(Source data)

======

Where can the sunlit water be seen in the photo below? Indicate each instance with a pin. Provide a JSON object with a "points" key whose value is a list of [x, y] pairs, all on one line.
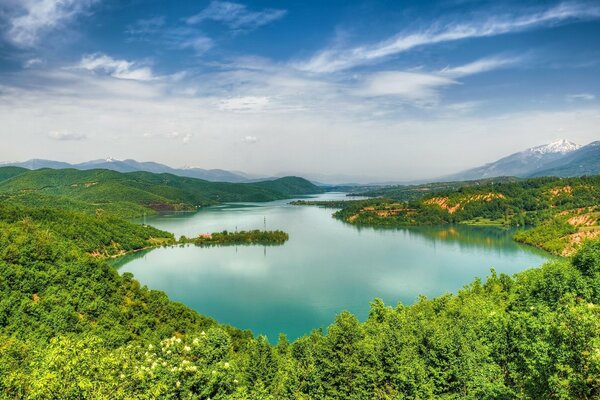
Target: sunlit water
{"points": [[327, 266]]}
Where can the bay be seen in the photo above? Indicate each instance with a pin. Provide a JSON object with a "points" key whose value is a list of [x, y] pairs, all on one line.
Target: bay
{"points": [[327, 265]]}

======

## YOUR GOAL
Can you change "photo" to "image" throughout the listing above and give all its lines again, with nothing else altered and the pictures left out?

## FULL ANSWER
Where can the sunlit water be seen in the image below? Indicate each instance with a pin. Provide a JSON object with a "points" key whose value is a list of [x, y] pairs, all on one line.
Target: sunlit water
{"points": [[327, 266]]}
Where can the bay be seen in the image above? Indicate each instance with a pin. Provide a JSON object with a "points" key whose value is a list of [x, y] pairs, all on one line.
Target: bay
{"points": [[327, 265]]}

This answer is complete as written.